**Written exercise:** Please pick up the notebook analyzing the world's top greenhouse gas emitters where it stops and continue it.

**Quoted passage:**
————

# Analyzing the top Emitters in the World


In [1]:
import pandas as pd
import plotly.graph_objects as go
import plotly.express as px

df = pd.read_csv("./data/complete_dataset_with_interpolation.csv")


In [2]:
ghg_gdp_df = df[
    # Omit EU and World aggregates
    ~df["c_code"].isin(["EUU", "WLD"])
    # Grab emission totals
    & (df["gas"].eq("All GHG") & df["indicator"].eq("Total including LUCF"))
    # Grab GDP indicator
    | df["indicator"].eq("GDP, PPP (current international $)")
]

years = list(map(str, range(1990, 2020)))


In [3]:
ghg_top_5 = ghg_gdp_df[ghg_gdp_df["indicator"].eq("Total including LUCF")].nlargest(
    n=5, columns="2019"
)

ghg_df = ghg_top_5.melt(
    id_vars=["country", "c_code", "indicator", "i_code", "gas"],
    value_vars=years,
    var_name="year",
    value_name="ghg",
)

# Melt the data into a plot-able format.
gdp_df = ghg_gdp_df[
    ghg_gdp_df["indicator"].eq("GDP, PPP (current international $)")
].melt(
    id_vars=["country", "c_code", "indicator", "i_code", "gas"],
    value_vars=years,
    var_name="year",
    value_name="gdp",
)

ghg_gdp_all_others = ghg_gdp_df[~ghg_gdp_df["country"].isin(ghg_top_5["country"])]
gdp_all_others = (
    ghg_gdp_all_others[
        ghg_gdp_all_others["indicator"].eq("GDP, PPP (current international $)")
    ]
    .sum(numeric_only=True)
    .to_frame(name="gdp")
    .reset_index(names=["year"])
    .assign(country="All Other Countries")
)

ghg_all_others = (
    ghg_gdp_all_others[ghg_gdp_all_others["indicator"].eq("Total including LUCF")]
    .sum(numeric_only=True)
    .to_frame(name="ghg")
    .reset_index(names=["year"])
    .assign(country="All Other Countries")
)

all_others = pd.merge(
    ghg_all_others,
    gdp_all_others,
    how="left",
    on=["country", "year"],
)

plot_df = pd.concat(
    [
        pd.merge(
            ghg_df[["country", "year", "ghg"]],
            gdp_df[["country", "year", "gdp"]],
            how="left",
            on=["country", "year"],
        ),
        # Initially wanted to show all other countries, but this distorted the plot too much.
        # This insight is recalculated below and written into the report.
        all_others,
    ]
).sort_values(["country", "year"])

plot_df.sample(5, random_state=42)


Unnamed: 0,country,year,ghg,gdp
19,All Other Countries,2005,21056.48,117326100000000.0
40,China,1998,4095.97,3040856000000.0
11,United States,1992,5456.12,6520327000000.0
88,Indonesia,2007,1107.1,1682011000000.0
124,Russia,2014,1621.85,3763535000000.0


In [4]:
fig = px.line(
    # Just show the top 5 in this plot
    plot_df[plot_df['country'].isin(ghg_top_5["country"])],
    x="gdp",
    y="ghg",
    hover_data=["gdp", "ghg", "country", "year"],
    color="country",
    markers=True,
    title="30 years of GDP vs GHG Emissions for the Top 5 Emitting Countries",
    labels={
        "gdp": "GDP, Purchasing Power Parity (international trillion $)",
        "ghg": "Total Greenhouse Gas Emissions (including LUCF)",
        "country": "Country",
    },
    width=1000,
    height=800,
)

————

[Saved data entries]
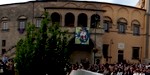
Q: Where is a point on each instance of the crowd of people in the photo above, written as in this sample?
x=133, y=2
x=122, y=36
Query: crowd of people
x=122, y=68
x=7, y=66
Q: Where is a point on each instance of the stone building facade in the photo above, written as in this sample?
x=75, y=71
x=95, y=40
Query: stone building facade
x=119, y=34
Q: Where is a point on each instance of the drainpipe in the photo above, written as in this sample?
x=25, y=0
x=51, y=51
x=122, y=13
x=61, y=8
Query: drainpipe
x=147, y=30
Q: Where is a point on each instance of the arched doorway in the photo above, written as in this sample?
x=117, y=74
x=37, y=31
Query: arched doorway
x=80, y=52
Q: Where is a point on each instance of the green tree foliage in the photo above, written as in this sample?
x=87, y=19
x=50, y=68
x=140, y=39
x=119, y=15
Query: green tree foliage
x=42, y=50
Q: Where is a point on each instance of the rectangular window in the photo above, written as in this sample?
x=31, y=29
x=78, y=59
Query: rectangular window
x=106, y=26
x=135, y=52
x=3, y=51
x=38, y=22
x=136, y=30
x=22, y=25
x=3, y=43
x=5, y=25
x=121, y=28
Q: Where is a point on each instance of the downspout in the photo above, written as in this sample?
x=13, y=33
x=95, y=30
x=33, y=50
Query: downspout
x=33, y=12
x=147, y=30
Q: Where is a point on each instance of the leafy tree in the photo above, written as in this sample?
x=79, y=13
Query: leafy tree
x=42, y=50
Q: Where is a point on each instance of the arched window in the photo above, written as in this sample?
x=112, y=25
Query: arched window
x=122, y=25
x=22, y=20
x=107, y=23
x=82, y=20
x=95, y=19
x=69, y=20
x=136, y=27
x=4, y=24
x=55, y=17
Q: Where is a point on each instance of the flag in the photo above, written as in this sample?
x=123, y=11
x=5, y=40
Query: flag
x=82, y=35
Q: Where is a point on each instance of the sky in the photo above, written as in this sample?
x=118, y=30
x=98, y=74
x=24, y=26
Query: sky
x=123, y=2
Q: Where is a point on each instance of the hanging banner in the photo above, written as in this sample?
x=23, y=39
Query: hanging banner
x=82, y=35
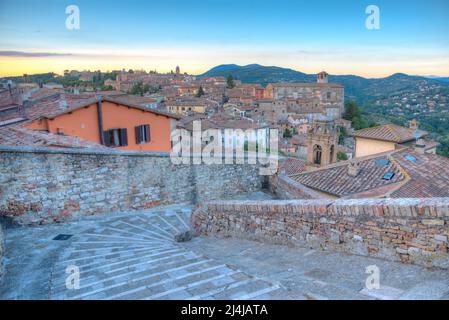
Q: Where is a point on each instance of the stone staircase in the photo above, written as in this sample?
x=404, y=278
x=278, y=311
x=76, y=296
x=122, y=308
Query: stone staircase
x=136, y=256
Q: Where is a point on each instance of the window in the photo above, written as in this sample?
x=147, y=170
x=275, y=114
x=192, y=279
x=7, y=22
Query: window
x=143, y=134
x=115, y=137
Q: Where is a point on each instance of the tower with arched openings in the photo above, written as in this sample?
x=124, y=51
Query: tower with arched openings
x=322, y=140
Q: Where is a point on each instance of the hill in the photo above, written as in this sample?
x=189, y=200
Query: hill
x=364, y=90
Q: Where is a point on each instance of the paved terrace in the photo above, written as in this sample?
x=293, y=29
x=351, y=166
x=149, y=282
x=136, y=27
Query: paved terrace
x=133, y=255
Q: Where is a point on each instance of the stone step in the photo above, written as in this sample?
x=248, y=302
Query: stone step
x=111, y=260
x=153, y=229
x=177, y=281
x=78, y=257
x=105, y=273
x=128, y=282
x=75, y=252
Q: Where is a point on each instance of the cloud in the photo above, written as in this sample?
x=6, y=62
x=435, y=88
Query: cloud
x=31, y=54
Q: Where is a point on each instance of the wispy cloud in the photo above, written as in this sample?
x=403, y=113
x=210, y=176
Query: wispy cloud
x=31, y=54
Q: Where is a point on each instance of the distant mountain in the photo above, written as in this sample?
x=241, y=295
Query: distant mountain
x=359, y=88
x=444, y=79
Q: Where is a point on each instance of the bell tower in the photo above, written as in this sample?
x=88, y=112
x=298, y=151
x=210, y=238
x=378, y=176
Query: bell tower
x=322, y=77
x=322, y=140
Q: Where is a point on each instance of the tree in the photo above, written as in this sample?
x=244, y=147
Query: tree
x=200, y=92
x=343, y=134
x=353, y=114
x=352, y=111
x=230, y=82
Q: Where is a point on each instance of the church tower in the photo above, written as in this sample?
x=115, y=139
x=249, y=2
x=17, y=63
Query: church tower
x=322, y=77
x=322, y=140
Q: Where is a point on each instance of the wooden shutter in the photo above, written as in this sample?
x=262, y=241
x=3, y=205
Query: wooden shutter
x=138, y=136
x=123, y=137
x=107, y=138
x=147, y=131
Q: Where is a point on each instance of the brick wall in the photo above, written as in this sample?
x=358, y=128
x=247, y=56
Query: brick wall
x=44, y=185
x=2, y=251
x=408, y=230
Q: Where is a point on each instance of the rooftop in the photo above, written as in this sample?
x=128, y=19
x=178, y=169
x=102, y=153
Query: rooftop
x=398, y=174
x=391, y=133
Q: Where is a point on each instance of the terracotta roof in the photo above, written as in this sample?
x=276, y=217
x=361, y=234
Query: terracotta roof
x=290, y=166
x=415, y=176
x=336, y=181
x=306, y=84
x=429, y=176
x=390, y=132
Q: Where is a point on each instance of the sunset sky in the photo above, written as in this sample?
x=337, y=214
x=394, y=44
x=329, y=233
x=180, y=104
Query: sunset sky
x=307, y=36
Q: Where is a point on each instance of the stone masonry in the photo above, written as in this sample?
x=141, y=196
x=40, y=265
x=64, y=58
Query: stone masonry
x=408, y=230
x=2, y=251
x=45, y=185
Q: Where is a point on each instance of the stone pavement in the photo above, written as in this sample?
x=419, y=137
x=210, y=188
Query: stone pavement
x=133, y=255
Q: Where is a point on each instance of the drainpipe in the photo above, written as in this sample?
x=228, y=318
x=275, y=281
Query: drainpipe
x=100, y=119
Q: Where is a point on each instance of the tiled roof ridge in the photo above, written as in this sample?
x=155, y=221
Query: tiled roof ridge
x=360, y=159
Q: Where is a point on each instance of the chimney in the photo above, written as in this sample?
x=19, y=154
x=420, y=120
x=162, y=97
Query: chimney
x=353, y=168
x=62, y=103
x=420, y=146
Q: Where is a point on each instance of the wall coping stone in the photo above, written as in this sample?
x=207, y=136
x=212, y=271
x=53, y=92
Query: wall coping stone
x=398, y=207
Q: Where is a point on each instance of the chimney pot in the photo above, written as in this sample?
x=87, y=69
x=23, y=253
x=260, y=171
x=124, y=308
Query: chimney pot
x=420, y=146
x=353, y=168
x=413, y=124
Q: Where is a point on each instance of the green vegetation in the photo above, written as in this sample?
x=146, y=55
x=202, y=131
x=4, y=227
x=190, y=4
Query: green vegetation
x=343, y=134
x=436, y=123
x=353, y=113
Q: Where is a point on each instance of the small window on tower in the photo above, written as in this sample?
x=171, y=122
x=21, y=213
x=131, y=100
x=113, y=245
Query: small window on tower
x=143, y=134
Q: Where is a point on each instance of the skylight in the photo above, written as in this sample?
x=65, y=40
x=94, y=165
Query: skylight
x=382, y=162
x=410, y=158
x=388, y=176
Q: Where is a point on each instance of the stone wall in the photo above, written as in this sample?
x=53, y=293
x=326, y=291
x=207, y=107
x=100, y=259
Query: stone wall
x=44, y=185
x=408, y=230
x=2, y=252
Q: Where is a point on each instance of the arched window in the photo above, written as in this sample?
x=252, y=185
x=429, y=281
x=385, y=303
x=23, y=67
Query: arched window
x=317, y=152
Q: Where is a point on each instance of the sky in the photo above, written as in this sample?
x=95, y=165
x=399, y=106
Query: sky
x=307, y=36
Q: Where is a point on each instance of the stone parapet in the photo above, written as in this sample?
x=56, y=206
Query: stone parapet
x=407, y=230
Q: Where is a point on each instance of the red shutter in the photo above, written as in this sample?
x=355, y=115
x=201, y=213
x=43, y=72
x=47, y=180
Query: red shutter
x=107, y=138
x=123, y=137
x=148, y=137
x=138, y=138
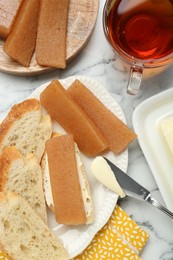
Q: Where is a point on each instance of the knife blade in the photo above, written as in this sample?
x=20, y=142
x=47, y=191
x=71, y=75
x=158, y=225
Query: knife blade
x=134, y=189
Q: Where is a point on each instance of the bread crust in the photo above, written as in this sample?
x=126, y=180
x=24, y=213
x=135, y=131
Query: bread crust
x=8, y=156
x=15, y=113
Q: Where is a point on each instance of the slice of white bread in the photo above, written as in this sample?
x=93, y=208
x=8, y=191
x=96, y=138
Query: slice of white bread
x=26, y=128
x=24, y=236
x=24, y=177
x=66, y=184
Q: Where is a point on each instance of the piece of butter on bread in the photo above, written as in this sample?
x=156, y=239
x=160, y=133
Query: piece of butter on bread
x=103, y=173
x=166, y=128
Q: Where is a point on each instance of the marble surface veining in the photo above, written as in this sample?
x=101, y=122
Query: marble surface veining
x=98, y=61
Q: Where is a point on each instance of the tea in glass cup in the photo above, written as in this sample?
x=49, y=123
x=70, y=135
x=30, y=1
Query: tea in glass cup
x=141, y=33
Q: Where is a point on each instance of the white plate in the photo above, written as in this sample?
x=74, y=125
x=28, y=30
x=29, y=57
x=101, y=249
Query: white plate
x=146, y=118
x=76, y=239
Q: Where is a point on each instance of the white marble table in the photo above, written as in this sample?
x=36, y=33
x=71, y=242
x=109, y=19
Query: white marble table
x=97, y=61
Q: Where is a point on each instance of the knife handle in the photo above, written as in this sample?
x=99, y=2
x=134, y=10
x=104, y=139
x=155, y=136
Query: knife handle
x=155, y=203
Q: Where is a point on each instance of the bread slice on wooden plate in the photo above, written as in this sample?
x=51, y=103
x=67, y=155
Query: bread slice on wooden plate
x=24, y=177
x=26, y=128
x=66, y=184
x=24, y=236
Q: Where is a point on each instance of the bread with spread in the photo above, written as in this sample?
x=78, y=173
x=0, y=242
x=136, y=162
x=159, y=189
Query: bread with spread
x=26, y=128
x=23, y=233
x=24, y=177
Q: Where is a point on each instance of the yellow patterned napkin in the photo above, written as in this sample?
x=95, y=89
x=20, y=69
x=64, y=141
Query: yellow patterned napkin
x=120, y=239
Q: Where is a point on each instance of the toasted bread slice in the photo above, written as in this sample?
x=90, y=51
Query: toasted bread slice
x=52, y=33
x=23, y=233
x=21, y=41
x=26, y=128
x=117, y=134
x=84, y=184
x=73, y=119
x=65, y=173
x=24, y=177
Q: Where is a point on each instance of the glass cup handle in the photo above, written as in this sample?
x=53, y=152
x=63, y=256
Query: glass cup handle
x=135, y=79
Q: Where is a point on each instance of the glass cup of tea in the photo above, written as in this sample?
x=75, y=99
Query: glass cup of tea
x=141, y=33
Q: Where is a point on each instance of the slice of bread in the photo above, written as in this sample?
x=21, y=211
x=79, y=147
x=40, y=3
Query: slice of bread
x=24, y=236
x=66, y=184
x=24, y=177
x=116, y=133
x=26, y=128
x=73, y=119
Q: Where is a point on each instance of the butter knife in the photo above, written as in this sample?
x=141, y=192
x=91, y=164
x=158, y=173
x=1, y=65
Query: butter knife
x=134, y=189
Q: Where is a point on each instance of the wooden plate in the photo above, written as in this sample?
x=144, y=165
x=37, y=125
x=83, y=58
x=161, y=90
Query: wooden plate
x=81, y=22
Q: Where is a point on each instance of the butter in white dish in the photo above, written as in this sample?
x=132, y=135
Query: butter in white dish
x=103, y=173
x=166, y=129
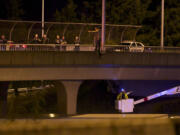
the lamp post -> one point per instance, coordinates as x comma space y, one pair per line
103, 24
162, 25
42, 18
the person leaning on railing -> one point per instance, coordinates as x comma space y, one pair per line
36, 39
77, 43
3, 41
63, 43
58, 41
45, 39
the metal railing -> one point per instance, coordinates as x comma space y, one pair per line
82, 47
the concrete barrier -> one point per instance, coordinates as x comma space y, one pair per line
78, 126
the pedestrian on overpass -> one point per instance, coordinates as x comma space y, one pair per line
3, 41
97, 38
122, 95
36, 39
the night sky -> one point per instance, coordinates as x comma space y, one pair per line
33, 8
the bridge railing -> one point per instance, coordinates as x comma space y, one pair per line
82, 47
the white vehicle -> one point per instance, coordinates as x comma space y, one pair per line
127, 105
134, 46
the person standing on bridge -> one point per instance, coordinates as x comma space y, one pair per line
97, 38
122, 95
58, 41
36, 39
45, 39
3, 41
76, 43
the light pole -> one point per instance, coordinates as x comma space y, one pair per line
42, 18
162, 24
103, 24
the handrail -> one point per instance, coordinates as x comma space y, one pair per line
81, 47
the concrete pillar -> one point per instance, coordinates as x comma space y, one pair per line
3, 98
72, 88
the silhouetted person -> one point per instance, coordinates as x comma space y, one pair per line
36, 39
45, 39
63, 43
3, 41
97, 38
58, 40
77, 43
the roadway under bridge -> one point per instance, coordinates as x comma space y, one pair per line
71, 68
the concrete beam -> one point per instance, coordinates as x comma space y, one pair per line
3, 98
89, 73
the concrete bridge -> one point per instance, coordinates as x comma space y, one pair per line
71, 68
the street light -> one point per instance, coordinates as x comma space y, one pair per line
162, 24
103, 24
42, 18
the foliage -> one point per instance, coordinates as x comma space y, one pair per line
31, 104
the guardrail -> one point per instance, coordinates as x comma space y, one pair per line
82, 47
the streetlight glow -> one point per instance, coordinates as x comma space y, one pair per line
42, 18
162, 24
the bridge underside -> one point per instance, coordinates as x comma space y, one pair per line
89, 73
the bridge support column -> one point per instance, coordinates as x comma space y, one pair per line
72, 88
3, 98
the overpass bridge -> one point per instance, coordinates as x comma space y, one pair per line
71, 68
21, 66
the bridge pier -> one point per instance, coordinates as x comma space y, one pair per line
71, 88
3, 98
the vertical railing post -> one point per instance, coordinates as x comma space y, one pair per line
162, 25
103, 24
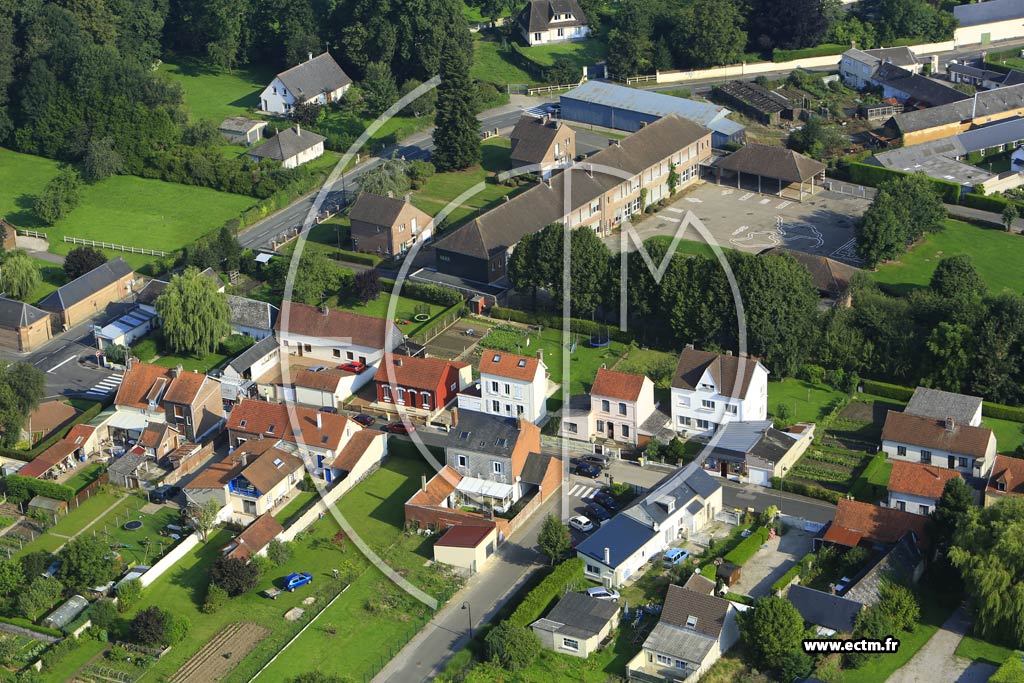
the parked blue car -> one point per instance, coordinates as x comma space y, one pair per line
675, 556
298, 580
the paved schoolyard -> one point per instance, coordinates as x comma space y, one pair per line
752, 222
771, 561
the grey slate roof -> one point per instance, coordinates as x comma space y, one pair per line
542, 205
941, 404
252, 313
479, 432
287, 143
819, 608
579, 615
376, 210
986, 12
537, 14
536, 467
921, 88
15, 314
246, 359
309, 79
87, 285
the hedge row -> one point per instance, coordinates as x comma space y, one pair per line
817, 51
887, 390
44, 444
810, 491
744, 551
19, 489
576, 325
553, 587
866, 174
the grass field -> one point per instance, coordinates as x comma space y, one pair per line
989, 249
121, 209
215, 93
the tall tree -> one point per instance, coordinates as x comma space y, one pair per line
18, 274
195, 316
457, 132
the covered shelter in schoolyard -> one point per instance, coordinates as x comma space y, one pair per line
771, 170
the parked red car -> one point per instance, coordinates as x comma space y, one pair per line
400, 428
353, 367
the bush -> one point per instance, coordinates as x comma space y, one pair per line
215, 599
551, 589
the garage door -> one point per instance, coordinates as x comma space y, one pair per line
760, 477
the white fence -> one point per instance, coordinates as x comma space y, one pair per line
109, 245
168, 560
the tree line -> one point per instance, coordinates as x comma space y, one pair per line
648, 35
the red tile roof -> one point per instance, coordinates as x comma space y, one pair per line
932, 433
336, 326
924, 480
1011, 472
613, 384
415, 373
507, 365
260, 416
137, 385
870, 522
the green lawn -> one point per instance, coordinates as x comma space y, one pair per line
933, 614
215, 93
980, 650
122, 209
991, 250
492, 65
808, 402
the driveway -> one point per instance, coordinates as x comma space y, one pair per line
936, 662
769, 563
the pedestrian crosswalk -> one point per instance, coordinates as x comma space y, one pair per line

————

**Task answer:**
fig.update_layout(legend={"yanchor": "top", "y": 0.98, "xanchor": "left", "x": 0.01})

fig.show()


In [5]:
last_5_years = list(map(str, range(2015, 2020)))

emissions_df = df[
    # Omit EU and World aggregates, we're going to recalculate the world totals
    ~df["c_code"].isin(["EUU", "WLD"])
    # Grab emission totals
    & (df["gas"].eq("All GHG") & df["indicator"].eq("Total including LUCF"))
]

last_5_mean = emissions_df[[*last_5_years]].mean(axis="columns")

last_5_mean_df = pd.DataFrame({"country": emissions_df['country'], "last_5_mean": last_5_mean})

last_5_mean_df.sample(5, random_state=42)

Unnamed: 0,country,last_5_mean
8202,Democratic Republic of the Congo,679.676
24721,Poland,329.086
13995,India,3203.756
25983,Saint Kitts and Nevis,0.342
20510,Mongolia,53.674


In [6]:
world_total = last_5_mean_df["last_5_mean"].sum()
# print(world_total)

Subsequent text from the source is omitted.